::: RECORDED INFORMATION :::

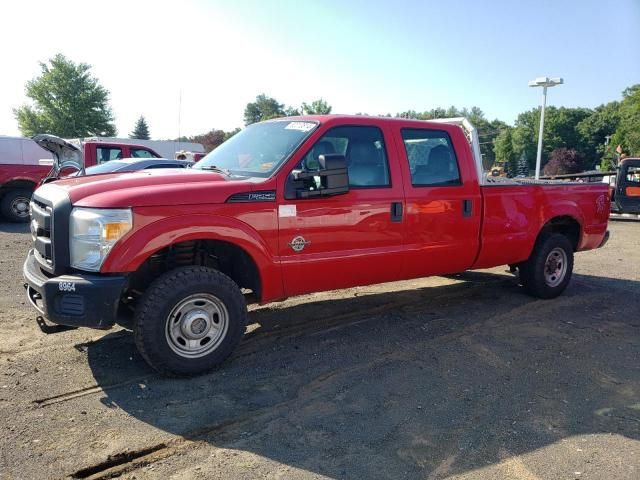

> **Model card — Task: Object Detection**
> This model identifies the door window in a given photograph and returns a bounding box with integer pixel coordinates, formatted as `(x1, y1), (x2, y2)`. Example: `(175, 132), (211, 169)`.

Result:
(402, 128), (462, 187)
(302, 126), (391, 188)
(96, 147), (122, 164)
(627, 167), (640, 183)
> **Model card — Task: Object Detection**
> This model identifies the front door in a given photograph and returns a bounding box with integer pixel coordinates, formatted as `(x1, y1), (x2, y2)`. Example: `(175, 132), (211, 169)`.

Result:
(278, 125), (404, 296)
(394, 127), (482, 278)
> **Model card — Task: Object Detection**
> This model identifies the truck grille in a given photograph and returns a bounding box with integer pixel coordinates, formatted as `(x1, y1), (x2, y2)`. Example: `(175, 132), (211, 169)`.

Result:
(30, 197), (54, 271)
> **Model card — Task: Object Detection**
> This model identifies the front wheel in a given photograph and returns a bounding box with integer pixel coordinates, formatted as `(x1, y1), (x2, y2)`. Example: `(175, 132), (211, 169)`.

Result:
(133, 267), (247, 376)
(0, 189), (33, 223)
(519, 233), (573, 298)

:::

§ PROBLEM STATEMENT
Could you echo the material line for line, starting at its beginning and ending at the line that contains "(96, 147), (122, 164)", with both ends included and the pictures left out?

§ SOLUTION FOR THIS PROBLEM
> **Model card — Task: Object Detection**
> This model identifies the door window in a given photograph and returns a bounding box with integer pixel coordinates, formatted as `(x1, y1), (x2, y2)`. Example: `(175, 132), (211, 169)`.

Result:
(402, 128), (462, 187)
(302, 126), (391, 188)
(96, 147), (122, 164)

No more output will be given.